_Exercise brief_: Recast the records from the line containing "of the cucumber" through the line containing "point(165, 189)" as a two-column CSV with the headers instruction and points. Give one row per record, put each field in quotes, and replace any line breaks with spaces.

Data listing:
────
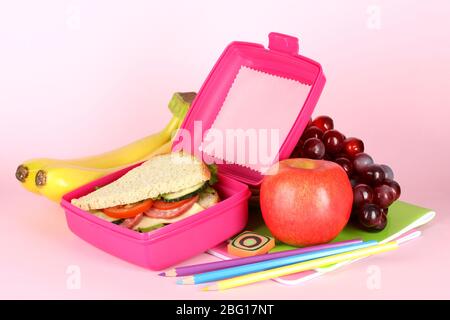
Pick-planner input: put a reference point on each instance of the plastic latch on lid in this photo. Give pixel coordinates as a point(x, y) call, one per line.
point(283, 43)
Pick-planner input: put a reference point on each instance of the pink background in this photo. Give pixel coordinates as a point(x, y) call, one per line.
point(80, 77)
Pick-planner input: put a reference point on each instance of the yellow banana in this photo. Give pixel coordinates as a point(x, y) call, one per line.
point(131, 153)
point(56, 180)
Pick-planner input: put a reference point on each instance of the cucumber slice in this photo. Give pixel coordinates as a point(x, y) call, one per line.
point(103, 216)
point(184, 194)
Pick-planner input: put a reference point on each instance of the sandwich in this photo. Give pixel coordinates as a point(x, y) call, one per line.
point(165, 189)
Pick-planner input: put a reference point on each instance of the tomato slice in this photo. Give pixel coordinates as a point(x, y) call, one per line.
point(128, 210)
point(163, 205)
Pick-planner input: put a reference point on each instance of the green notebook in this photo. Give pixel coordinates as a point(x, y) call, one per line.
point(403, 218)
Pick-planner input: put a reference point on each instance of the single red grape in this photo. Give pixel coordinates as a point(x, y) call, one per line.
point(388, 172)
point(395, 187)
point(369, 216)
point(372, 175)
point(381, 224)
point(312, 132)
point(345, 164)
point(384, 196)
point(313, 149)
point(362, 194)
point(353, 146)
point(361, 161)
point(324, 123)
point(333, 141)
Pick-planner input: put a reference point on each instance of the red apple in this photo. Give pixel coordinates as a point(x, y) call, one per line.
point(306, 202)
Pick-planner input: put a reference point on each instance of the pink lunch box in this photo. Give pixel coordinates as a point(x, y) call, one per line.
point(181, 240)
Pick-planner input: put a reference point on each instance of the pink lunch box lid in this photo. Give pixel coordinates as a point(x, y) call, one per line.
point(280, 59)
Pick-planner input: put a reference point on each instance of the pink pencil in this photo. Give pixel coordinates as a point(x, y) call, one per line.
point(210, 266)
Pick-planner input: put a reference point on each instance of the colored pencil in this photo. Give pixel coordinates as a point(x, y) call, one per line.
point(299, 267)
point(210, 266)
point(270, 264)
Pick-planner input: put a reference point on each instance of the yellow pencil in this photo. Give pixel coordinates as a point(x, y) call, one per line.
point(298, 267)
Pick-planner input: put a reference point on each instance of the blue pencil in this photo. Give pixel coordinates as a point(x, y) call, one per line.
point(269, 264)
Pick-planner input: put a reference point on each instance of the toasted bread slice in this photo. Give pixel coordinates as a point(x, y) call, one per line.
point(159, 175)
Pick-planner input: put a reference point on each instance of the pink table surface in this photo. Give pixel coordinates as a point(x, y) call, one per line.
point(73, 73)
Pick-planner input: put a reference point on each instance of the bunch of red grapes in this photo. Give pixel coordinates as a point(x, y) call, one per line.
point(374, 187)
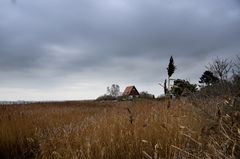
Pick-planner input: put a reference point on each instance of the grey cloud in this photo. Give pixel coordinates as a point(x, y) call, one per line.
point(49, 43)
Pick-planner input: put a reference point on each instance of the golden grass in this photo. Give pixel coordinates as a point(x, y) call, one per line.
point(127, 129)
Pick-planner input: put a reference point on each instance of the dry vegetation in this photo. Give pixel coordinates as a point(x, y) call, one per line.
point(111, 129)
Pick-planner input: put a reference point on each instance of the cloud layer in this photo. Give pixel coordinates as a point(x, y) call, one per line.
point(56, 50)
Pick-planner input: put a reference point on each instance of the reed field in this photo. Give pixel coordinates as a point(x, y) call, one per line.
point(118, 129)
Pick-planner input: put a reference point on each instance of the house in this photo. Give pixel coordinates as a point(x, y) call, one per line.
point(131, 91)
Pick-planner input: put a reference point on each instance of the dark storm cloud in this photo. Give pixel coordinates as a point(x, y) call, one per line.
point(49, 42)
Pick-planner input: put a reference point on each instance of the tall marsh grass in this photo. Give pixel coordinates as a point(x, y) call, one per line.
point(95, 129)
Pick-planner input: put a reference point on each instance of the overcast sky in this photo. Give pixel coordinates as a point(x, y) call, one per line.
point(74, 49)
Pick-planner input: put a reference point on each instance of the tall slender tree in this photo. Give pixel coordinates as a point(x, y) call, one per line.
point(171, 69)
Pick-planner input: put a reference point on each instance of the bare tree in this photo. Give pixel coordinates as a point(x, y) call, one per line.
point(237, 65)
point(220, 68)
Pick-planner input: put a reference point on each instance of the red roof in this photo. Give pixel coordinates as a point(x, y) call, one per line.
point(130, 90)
────
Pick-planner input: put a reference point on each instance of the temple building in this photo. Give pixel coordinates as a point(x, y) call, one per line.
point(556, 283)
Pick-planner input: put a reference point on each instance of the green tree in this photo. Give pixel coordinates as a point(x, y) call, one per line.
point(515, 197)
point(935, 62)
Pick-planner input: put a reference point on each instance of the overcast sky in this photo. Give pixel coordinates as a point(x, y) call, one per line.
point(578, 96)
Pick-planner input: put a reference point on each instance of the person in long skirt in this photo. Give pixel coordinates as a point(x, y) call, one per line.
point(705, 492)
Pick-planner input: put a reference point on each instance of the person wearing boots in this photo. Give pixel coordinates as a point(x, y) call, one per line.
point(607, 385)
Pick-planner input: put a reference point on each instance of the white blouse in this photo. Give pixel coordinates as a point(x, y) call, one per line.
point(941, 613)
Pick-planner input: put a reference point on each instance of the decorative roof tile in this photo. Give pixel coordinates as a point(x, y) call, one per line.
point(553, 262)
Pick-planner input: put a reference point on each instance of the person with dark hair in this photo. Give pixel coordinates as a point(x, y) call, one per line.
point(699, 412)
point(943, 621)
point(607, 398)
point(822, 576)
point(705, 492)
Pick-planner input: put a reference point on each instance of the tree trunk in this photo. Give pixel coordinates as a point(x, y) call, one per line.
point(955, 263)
────
_Correct answer_:
instruction,points
"Pick-planner input: put a reference point on each instance of the cucumber slice in this photo. Give pixel coordinates as a point(x, y) call, one per line.","point(103, 216) point(184, 194)"
"Pick-planner input: put a reference point on each instance of the sandwich in this photo. Give pixel coordinates as a point(x, y) call, one per line.","point(165, 189)"